## 課題
後に示す冬の季節に関する本文から、「葉を地面に張り付け、できるだ」から始まり「バコは、消炎、利尿の効果があるそうです。」で終わる部分を、両端の語句も含めて一字一句違えずに書き写してください。

───── 本文 ─────

今年はいつもの12月と様子が違い、暖かな毎日が続いていますが、少しずつ冬らしさを感じるようになってきました。
 「大雪」のころは、「閉塞成冬(そら さむくして ふゆとなる)」「熊蟄穴(くま あなにこもる)」「鱖魚群(さけのうお むらがる)」という言葉で表されるそうです。
 「閉塞成冬」とは、どんよりとした空模様になり、寒さを感じる季節になったり、生き物が動きをひそめたり、という意味をもっているようです。
 また「熊蟄穴」は、動物が冬ごもりを始める時期ということですし、「鱖魚群」は、産卵のために鮭が遡上する時期になったことを表しています。
 様々なところで、冬らしさを見ることができます。 


  校内の冬らしさとして、いくつか紹介しましょう。

 まず、タンポポ。

  葉を地面に張り付け、できるだけ多く日光をあつめるように広げています。この形をロゼットと呼びます。
 まるで、冬の地面でじっと耐えているようで、力強さやたくましさを感じさせられます。


 この他に、ロゼットをつくる植物として「オオバコ」があります。葉を広げる様子から「大葉子」と名付けられたという説もあります。


  さて、このタンポポとオオバコには共通点があります。それは何でしょうか?
 実は、両方とも薬草として利用されるのです。
 タンポポは、解熱、発汗、健胃、利尿の効用が、オオバコは、消炎、利尿の効果があるそうです。


 冬らしさを感じさせるものとして、次にサザンカを紹介しましょう。体育館入り口付近に白い花を咲かせています。

  この花を見る度に、私は童謡「たきび」を思い出します。

  1 垣根の 垣根の 曲がり角
    たきびだ たきびだ 落ち葉たき
    あたろうか あたろうよ
    北風 ぴいぷう 吹いている

  2 さざんか さざんか 咲いた道
    たきびだ たきびだ 落ち葉たき
    あたろうか あたろうよ 
    しもやけ おててが もうかゆい

  3 こがらし こがらし 寒い道
    たきびだ たきびだ 落ち葉たき
    あたろうか あたろうよ 
    相談しながら 歩いてく
      (巽聖歌作詞 渡辺茂作曲)

───── データ欄 ─────

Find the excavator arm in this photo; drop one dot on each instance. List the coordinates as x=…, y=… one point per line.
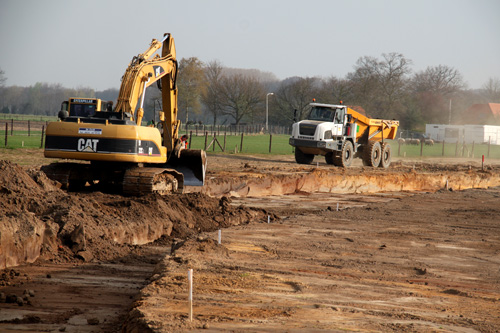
x=144, y=70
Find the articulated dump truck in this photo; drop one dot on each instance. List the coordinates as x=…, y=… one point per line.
x=339, y=133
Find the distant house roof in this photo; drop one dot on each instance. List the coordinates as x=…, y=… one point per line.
x=482, y=114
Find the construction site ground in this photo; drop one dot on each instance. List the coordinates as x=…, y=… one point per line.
x=415, y=248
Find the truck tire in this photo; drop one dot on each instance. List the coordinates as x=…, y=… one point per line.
x=330, y=158
x=344, y=159
x=372, y=154
x=385, y=160
x=302, y=158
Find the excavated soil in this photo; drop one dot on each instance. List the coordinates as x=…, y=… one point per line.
x=303, y=248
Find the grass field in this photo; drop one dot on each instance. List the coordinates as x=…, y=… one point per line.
x=260, y=144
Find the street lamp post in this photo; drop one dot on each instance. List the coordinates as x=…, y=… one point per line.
x=267, y=109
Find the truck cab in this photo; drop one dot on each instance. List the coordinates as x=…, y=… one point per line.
x=324, y=131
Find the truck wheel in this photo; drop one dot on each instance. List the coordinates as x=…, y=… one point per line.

─────

## 解答
葉を地面に張り付け、できるだけ多く日光をあつめるように広げています。この形をロゼットと呼びます。
 まるで、冬の地面でじっと耐えているようで、力強さやたくましさを感じさせられます。


 この他に、ロゼットをつくる植物として「オオバコ」があります。葉を広げる様子から「大葉子」と名付けられたという説もあります。


  さて、このタンポポとオオバコには共通点があります。それは何でしょうか?
 実は、両方とも薬草として利用されるのです。
 タンポポは、解熱、発汗、健胃、利尿の効用が、オオバコは、消炎、利尿の効果があるそうです。